[Excerpts from labeled region data]

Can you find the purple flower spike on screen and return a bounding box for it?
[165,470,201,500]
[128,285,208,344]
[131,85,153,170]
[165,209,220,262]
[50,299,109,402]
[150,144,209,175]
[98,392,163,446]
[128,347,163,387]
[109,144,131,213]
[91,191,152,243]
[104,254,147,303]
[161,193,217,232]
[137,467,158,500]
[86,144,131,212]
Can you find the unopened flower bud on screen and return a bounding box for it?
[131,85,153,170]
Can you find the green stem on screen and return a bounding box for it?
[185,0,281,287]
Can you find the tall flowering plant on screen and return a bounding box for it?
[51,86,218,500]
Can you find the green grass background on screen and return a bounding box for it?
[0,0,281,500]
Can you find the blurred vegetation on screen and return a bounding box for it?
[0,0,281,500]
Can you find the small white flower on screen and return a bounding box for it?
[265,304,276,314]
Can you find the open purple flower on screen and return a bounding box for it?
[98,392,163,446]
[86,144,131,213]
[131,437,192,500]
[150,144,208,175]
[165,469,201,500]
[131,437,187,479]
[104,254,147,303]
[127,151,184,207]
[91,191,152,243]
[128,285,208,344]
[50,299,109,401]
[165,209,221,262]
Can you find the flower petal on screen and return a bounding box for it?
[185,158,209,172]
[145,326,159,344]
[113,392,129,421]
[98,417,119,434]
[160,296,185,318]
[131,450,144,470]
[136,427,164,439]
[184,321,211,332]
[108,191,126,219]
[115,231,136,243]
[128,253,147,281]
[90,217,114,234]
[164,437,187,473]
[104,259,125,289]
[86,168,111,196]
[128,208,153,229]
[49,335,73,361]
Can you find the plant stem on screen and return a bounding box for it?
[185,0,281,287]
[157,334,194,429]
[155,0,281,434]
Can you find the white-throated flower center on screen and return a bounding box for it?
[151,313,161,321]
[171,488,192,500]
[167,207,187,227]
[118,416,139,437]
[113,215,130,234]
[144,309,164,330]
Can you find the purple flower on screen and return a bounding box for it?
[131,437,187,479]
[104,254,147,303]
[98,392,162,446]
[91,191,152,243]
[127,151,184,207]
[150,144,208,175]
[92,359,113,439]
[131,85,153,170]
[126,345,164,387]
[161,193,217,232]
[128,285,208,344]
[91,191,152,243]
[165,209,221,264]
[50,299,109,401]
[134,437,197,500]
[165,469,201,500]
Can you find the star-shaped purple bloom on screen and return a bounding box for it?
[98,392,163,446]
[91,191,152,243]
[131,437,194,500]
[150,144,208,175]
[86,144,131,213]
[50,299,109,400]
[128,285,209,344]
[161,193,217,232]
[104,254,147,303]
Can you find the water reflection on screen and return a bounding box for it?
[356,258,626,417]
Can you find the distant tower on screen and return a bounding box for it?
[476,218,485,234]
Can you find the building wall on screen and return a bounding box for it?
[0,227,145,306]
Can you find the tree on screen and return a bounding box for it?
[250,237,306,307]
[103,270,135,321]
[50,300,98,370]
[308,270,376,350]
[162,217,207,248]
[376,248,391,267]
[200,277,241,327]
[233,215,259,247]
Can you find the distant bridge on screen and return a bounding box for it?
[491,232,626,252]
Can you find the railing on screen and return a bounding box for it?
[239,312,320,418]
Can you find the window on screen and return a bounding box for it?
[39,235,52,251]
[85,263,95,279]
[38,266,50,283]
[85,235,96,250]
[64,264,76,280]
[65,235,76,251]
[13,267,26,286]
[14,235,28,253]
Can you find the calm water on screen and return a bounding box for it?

OBJECTIVE => Render every one of the records above as a numbered list, omitting blank lines.

ANSWER FOR THE TASK =>
1. Can you find the purple flower spike on screen and return a bounding box for it?
2. [165,470,201,500]
3. [128,285,208,344]
4. [131,85,153,170]
5. [165,209,220,262]
6. [50,299,109,402]
7. [150,144,209,175]
8. [98,392,163,446]
9. [128,347,163,387]
10. [109,144,131,213]
11. [91,191,152,243]
12. [104,254,147,303]
13. [161,193,217,232]
14. [137,467,158,500]
15. [86,144,131,212]
16. Can you find the unopened flower bud on screen and return a bounding box for it?
17. [131,85,153,170]
18. Can you find the green stem on screen and return a bounding box for it?
19. [185,0,281,287]
20. Can you find the tall flowering plant on screen and return a bounding box for it?
21. [51,86,218,500]
22. Can you find the green grass background on screen and return a bounding box for it?
23. [0,0,281,500]
24. Can you find the blurred vegetation on screen and return a bounding box for it?
25. [0,0,281,500]
26. Can you find the small white flower on screen and return a bounding box for it?
27. [265,304,276,314]
28. Can you find the open purple flower on screen and return a bounding box for it?
29. [98,392,163,446]
30. [86,144,131,213]
31. [131,437,192,500]
32. [150,144,208,175]
33. [165,469,201,500]
34. [131,437,187,479]
35. [104,254,147,303]
36. [127,151,184,207]
37. [91,191,152,243]
38. [128,285,208,344]
39. [50,299,109,401]
40. [165,209,221,262]
41. Can you find the flower petal on screen and return a bounding box for it?
42. [185,158,209,172]
43. [145,326,159,344]
44. [113,392,129,421]
45. [98,417,119,434]
46. [160,296,185,318]
47. [131,450,144,470]
48. [136,427,164,439]
49. [184,321,211,332]
50. [108,191,126,219]
51. [115,231,136,243]
52. [128,253,147,281]
53. [90,217,114,234]
54. [164,437,187,473]
55. [104,259,125,289]
56. [86,168,111,196]
57. [128,208,153,229]
58. [49,335,73,361]
59. Can you find the plant stem on screen and return a bounding box for it?
60. [185,0,281,287]
61. [157,334,194,429]
62. [155,0,281,434]
63. Can you find the white-throated flower center on screen and return a bounding box for it?
64. [151,313,161,321]
65. [171,488,192,500]
66. [167,207,187,227]
67. [118,416,139,437]
68. [113,215,130,234]
69. [144,309,164,330]
70. Can you find the purple flower on screen and return a bounding box for it?
71. [131,437,187,479]
72. [104,254,147,303]
73. [98,392,162,446]
74. [91,191,152,243]
75. [127,151,184,207]
76. [150,144,208,175]
77. [92,359,113,439]
78. [131,85,153,170]
79. [126,345,164,387]
80. [161,193,217,232]
81. [128,285,208,344]
82. [91,191,152,243]
83. [165,209,221,264]
84. [50,299,109,401]
85. [134,437,197,500]
86. [165,469,201,500]
87. Can you find the star-shaped purple bloom on screen and return a bounding box for it?
88. [98,392,163,446]
89. [91,191,152,243]
90. [131,437,194,500]
91. [150,144,208,175]
92. [86,144,131,213]
93. [50,299,109,400]
94. [128,285,209,344]
95. [161,193,217,232]
96. [104,254,147,303]
97. Can you find the water reflection on screen and return a bounding box for it?
98. [356,258,626,417]
99. Can you find the distant tower on screen and return a bounding box for it?
100. [476,218,485,234]
101. Can you find the building wall on screen and return a bounding box for it?
102. [0,227,145,306]
103. Can you find the tree on screen and return a bounding box for it?
104. [250,237,306,307]
105. [103,270,135,321]
106. [50,300,98,370]
107. [308,270,376,350]
108. [162,217,207,248]
109. [376,248,391,267]
110. [200,277,241,327]
111. [233,215,259,247]
112. Can you find the distant bridge on screen and return a bounding box for it?
113. [491,232,626,252]
114. Can you find the railing on screen and return a bounding box for it?
115. [239,312,320,418]
116. Can you find the window on screen and return a bounding box for it?
117. [39,235,52,251]
118. [85,263,95,279]
119. [38,266,50,283]
120. [85,235,96,250]
121. [64,264,76,280]
122. [65,235,76,251]
123. [13,267,26,286]
124. [14,235,28,253]
125. Can you find the calm water on screen and return a bounding box for it?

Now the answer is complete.